- _Aim_:
Duplicate the whole listing below, line for line, with no changes.

+===+

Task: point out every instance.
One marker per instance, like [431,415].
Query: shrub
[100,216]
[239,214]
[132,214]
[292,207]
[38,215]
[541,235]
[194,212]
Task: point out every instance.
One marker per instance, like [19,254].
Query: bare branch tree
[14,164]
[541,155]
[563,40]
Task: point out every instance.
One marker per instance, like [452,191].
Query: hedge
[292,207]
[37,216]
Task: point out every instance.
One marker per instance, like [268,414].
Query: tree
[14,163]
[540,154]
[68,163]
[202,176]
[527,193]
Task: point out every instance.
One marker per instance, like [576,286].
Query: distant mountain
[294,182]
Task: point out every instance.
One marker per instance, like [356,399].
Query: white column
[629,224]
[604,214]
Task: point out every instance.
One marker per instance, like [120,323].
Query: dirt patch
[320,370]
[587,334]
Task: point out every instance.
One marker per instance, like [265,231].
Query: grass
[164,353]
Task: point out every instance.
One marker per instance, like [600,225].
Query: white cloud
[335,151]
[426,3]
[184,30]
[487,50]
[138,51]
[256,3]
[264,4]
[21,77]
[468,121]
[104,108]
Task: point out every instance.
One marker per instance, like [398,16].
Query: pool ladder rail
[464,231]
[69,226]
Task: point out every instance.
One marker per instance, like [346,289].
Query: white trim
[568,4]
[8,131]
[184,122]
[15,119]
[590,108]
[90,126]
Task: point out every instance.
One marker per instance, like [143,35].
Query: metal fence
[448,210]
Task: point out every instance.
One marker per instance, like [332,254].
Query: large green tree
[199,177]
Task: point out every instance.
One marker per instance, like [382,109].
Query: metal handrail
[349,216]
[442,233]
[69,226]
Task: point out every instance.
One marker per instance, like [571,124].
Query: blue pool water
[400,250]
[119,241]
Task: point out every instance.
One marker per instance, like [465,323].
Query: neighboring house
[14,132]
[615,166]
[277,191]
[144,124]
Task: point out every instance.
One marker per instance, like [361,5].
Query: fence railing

+===+

- _Expected answer_:
Task: point out every instance.
One marker per instance, like [431,415].
Query: shrub
[100,216]
[239,214]
[132,214]
[292,207]
[38,215]
[541,235]
[194,212]
Task: point out every instance.
One marker per instance, like [19,254].
Query: bare branch tree
[14,164]
[541,155]
[563,40]
Task: point out every instance.
One marker per instance, like [452,191].
Query: hedge
[292,207]
[37,216]
Task: point out every instance.
One marker per instance, like [268,414].
Query: tree
[14,163]
[540,154]
[68,163]
[202,176]
[527,193]
Task: point out every instance.
One marker per instance, like [576,286].
Query: distant mountain
[294,182]
Task: point out every instance.
One marker per instance, like [356,399].
Query: white column
[629,224]
[604,214]
Task: point out every instance.
One marker per instance, like [120,323].
Query: dirt patch
[320,370]
[587,334]
Task: point out every instance.
One marker per instance, like [265,231].
Query: grass
[164,353]
Task: point out every instance.
One marker per instance, like [600,225].
Query: white cloud
[335,151]
[426,3]
[184,30]
[487,50]
[138,51]
[256,3]
[264,4]
[21,77]
[468,121]
[104,108]
Task: point out every instance.
One marker per instance, like [398,16].
Query: pool ladder rail
[464,231]
[69,226]
Task: point out every instance.
One marker per instance, like [346,289].
Query: white trim
[568,4]
[8,131]
[184,122]
[15,119]
[590,108]
[90,126]
Task: point out every instance.
One marker per instance, like [143,35].
Query: metal fence
[448,210]
Task: point out every instance.
One marker per instance, like [332,254].
Query: large green tree
[199,177]
Task: point out every instance.
One marker per instance, like [382,109].
Query: metal handrail
[349,216]
[442,233]
[69,226]
Task: point out every instance.
One marker per instance, like [571,124].
Query: blue pool water
[400,250]
[119,241]
Task: point out every instance.
One marker per instance, like [465,323].
Query: neighboring house
[14,132]
[615,166]
[277,191]
[144,124]
Task: point out every instance.
One marker per instance, like [361,5].
Query: fence railing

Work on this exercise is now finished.